Task to complete: How many lines of the data include the string "paved"? State the number and nothing else.

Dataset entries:
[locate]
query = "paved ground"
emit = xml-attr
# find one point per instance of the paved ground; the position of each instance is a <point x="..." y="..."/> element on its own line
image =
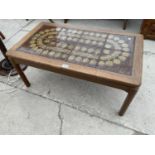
<point x="57" y="104"/>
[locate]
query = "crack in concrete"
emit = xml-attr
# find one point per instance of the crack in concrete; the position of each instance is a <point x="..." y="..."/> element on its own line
<point x="148" y="53"/>
<point x="76" y="108"/>
<point x="60" y="118"/>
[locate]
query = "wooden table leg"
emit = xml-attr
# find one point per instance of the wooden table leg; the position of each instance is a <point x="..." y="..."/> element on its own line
<point x="20" y="72"/>
<point x="128" y="100"/>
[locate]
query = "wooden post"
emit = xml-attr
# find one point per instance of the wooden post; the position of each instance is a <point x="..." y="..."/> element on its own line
<point x="20" y="72"/>
<point x="128" y="100"/>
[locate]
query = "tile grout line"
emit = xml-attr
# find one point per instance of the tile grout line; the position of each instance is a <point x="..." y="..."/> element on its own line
<point x="18" y="32"/>
<point x="76" y="108"/>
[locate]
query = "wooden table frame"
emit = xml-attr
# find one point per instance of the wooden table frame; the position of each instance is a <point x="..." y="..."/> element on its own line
<point x="130" y="84"/>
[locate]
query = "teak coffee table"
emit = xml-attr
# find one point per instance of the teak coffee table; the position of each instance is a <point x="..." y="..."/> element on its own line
<point x="101" y="56"/>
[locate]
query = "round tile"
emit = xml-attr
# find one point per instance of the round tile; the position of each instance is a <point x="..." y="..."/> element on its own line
<point x="126" y="49"/>
<point x="106" y="51"/>
<point x="125" y="54"/>
<point x="124" y="45"/>
<point x="77" y="48"/>
<point x="71" y="57"/>
<point x="108" y="46"/>
<point x="92" y="62"/>
<point x="121" y="41"/>
<point x="87" y="41"/>
<point x="122" y="58"/>
<point x="100" y="43"/>
<point x="64" y="56"/>
<point x="90" y="50"/>
<point x="78" y="59"/>
<point x="51" y="53"/>
<point x="83" y="49"/>
<point x="94" y="42"/>
<point x="116" y="61"/>
<point x="109" y="63"/>
<point x="85" y="60"/>
<point x="101" y="63"/>
<point x="116" y="38"/>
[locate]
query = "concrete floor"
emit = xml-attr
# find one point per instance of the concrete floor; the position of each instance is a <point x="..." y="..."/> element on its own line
<point x="57" y="104"/>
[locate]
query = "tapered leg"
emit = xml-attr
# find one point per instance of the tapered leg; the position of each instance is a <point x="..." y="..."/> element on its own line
<point x="125" y="24"/>
<point x="20" y="72"/>
<point x="128" y="100"/>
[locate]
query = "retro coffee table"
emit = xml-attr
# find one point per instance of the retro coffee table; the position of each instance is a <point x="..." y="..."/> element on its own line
<point x="106" y="57"/>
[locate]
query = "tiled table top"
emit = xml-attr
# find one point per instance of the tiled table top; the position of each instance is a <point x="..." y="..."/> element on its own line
<point x="104" y="51"/>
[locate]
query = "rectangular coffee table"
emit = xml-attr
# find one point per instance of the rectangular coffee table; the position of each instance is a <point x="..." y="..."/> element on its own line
<point x="103" y="56"/>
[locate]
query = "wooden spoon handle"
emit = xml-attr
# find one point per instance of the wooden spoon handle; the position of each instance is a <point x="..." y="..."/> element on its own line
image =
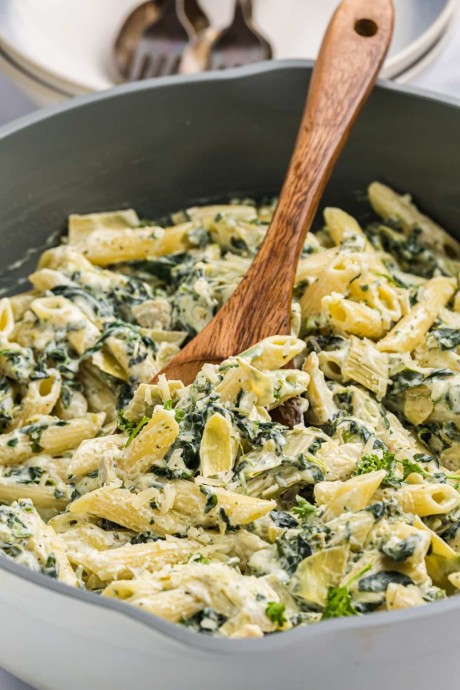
<point x="350" y="58"/>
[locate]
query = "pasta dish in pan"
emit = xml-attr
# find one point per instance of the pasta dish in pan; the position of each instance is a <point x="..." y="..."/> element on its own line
<point x="316" y="475"/>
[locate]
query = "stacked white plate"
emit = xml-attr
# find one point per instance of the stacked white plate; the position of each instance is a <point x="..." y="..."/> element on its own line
<point x="55" y="49"/>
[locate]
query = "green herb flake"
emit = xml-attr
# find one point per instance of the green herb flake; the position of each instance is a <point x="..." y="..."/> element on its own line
<point x="339" y="603"/>
<point x="304" y="509"/>
<point x="130" y="427"/>
<point x="275" y="612"/>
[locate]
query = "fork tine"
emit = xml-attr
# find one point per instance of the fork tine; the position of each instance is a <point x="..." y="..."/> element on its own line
<point x="139" y="66"/>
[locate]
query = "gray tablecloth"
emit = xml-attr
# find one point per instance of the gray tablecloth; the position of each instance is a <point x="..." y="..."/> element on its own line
<point x="442" y="76"/>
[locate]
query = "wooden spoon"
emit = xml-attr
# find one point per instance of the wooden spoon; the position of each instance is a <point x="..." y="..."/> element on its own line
<point x="349" y="60"/>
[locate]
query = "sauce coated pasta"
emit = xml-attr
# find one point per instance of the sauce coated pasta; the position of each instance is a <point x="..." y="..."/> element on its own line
<point x="314" y="476"/>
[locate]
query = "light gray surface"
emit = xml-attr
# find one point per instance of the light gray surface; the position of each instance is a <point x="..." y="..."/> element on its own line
<point x="442" y="76"/>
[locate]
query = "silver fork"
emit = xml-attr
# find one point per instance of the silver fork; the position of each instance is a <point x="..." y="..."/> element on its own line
<point x="240" y="43"/>
<point x="160" y="48"/>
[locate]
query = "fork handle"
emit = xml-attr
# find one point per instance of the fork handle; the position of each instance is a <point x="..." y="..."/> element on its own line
<point x="352" y="52"/>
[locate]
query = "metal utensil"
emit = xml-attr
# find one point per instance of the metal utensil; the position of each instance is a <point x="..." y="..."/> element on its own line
<point x="153" y="38"/>
<point x="240" y="43"/>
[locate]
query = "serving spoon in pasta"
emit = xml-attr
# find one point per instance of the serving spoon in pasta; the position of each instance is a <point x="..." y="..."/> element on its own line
<point x="351" y="54"/>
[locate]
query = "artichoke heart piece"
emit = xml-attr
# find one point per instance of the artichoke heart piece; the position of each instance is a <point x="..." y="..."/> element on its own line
<point x="315" y="574"/>
<point x="218" y="446"/>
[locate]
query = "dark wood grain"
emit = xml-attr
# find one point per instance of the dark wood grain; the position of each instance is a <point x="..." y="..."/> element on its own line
<point x="352" y="52"/>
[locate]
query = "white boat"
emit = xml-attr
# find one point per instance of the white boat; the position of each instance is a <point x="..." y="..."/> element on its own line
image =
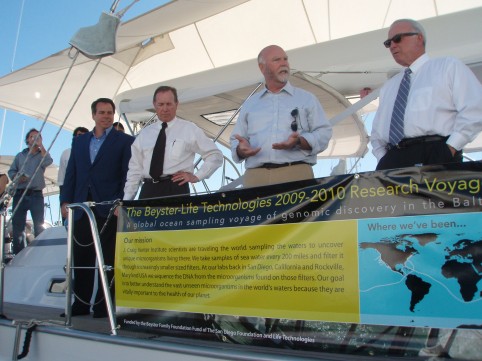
<point x="158" y="47"/>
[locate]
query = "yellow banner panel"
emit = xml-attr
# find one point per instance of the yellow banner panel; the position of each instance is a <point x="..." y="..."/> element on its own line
<point x="303" y="271"/>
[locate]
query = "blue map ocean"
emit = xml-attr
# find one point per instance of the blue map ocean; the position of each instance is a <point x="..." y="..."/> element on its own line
<point x="423" y="271"/>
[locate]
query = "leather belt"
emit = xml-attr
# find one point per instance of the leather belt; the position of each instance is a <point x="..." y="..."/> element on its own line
<point x="160" y="179"/>
<point x="408" y="142"/>
<point x="280" y="165"/>
<point x="28" y="192"/>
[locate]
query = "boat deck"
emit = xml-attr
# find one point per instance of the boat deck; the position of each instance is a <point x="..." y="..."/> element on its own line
<point x="95" y="334"/>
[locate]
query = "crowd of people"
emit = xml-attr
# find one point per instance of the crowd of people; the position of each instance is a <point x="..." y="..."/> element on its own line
<point x="427" y="114"/>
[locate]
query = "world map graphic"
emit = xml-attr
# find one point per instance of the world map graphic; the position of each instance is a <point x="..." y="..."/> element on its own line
<point x="421" y="271"/>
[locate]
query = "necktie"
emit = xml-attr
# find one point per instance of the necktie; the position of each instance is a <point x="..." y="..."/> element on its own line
<point x="396" y="126"/>
<point x="157" y="161"/>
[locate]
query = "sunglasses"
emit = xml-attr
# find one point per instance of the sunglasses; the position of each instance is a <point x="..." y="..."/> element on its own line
<point x="397" y="38"/>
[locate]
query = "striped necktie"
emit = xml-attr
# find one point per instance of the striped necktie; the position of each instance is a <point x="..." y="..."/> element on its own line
<point x="157" y="161"/>
<point x="396" y="126"/>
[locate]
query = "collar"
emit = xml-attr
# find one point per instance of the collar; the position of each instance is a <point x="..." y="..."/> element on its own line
<point x="288" y="88"/>
<point x="159" y="122"/>
<point x="105" y="134"/>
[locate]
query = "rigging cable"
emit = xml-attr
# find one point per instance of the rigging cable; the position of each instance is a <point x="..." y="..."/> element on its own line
<point x="11" y="66"/>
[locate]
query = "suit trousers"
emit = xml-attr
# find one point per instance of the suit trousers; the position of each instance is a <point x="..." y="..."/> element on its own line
<point x="425" y="153"/>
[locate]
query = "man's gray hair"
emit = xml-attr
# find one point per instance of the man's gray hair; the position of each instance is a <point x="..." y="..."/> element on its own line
<point x="417" y="27"/>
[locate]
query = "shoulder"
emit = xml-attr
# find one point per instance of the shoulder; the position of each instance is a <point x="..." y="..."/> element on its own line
<point x="126" y="137"/>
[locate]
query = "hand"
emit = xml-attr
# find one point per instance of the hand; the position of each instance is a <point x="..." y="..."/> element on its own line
<point x="452" y="150"/>
<point x="184" y="177"/>
<point x="244" y="149"/>
<point x="290" y="143"/>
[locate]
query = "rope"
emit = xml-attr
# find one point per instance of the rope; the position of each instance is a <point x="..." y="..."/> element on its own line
<point x="26" y="342"/>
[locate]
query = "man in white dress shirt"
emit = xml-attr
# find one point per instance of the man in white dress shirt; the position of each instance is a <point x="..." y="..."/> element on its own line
<point x="444" y="107"/>
<point x="184" y="140"/>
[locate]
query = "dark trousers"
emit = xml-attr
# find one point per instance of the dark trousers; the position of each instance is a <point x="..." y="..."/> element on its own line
<point x="84" y="256"/>
<point x="425" y="153"/>
<point x="163" y="189"/>
<point x="32" y="201"/>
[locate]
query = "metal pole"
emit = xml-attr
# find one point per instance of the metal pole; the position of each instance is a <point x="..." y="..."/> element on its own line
<point x="68" y="268"/>
<point x="2" y="248"/>
<point x="100" y="258"/>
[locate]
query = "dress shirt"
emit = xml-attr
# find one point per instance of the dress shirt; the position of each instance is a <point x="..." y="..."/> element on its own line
<point x="64" y="160"/>
<point x="445" y="99"/>
<point x="96" y="143"/>
<point x="266" y="119"/>
<point x="184" y="140"/>
<point x="32" y="163"/>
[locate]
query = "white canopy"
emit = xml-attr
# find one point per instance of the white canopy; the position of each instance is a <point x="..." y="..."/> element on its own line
<point x="208" y="50"/>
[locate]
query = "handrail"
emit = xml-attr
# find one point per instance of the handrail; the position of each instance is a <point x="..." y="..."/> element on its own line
<point x="100" y="262"/>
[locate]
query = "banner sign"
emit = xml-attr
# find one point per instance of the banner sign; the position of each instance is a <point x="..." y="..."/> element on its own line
<point x="401" y="247"/>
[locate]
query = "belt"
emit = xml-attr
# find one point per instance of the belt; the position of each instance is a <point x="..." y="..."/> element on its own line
<point x="408" y="142"/>
<point x="28" y="192"/>
<point x="280" y="165"/>
<point x="160" y="179"/>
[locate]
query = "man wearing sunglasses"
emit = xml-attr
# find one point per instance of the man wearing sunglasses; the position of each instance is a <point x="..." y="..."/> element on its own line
<point x="280" y="129"/>
<point x="430" y="110"/>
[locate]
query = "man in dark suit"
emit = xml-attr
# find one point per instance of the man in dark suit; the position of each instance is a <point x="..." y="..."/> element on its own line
<point x="96" y="171"/>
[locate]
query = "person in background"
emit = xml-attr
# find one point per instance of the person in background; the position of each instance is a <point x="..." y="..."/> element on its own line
<point x="96" y="172"/>
<point x="27" y="171"/>
<point x="3" y="183"/>
<point x="118" y="126"/>
<point x="281" y="129"/>
<point x="169" y="175"/>
<point x="437" y="111"/>
<point x="64" y="159"/>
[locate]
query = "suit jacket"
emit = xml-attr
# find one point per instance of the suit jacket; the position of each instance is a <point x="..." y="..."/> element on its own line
<point x="104" y="179"/>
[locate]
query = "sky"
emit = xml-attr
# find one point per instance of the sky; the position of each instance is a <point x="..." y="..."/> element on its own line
<point x="32" y="30"/>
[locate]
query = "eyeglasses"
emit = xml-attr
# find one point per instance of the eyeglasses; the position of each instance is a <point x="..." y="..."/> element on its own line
<point x="294" y="124"/>
<point x="397" y="38"/>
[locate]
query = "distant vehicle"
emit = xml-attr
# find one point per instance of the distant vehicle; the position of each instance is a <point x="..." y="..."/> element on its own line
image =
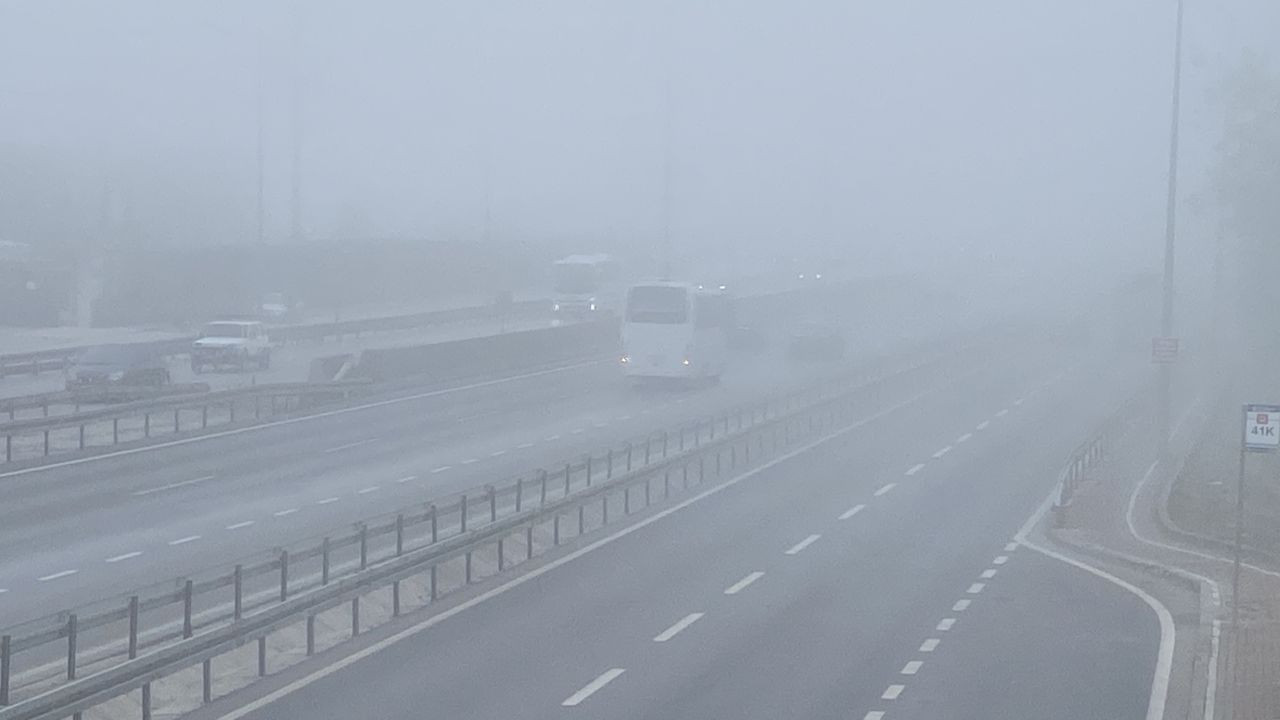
<point x="675" y="331"/>
<point x="585" y="286"/>
<point x="119" y="365"/>
<point x="277" y="308"/>
<point x="232" y="343"/>
<point x="817" y="341"/>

Response to this task: 2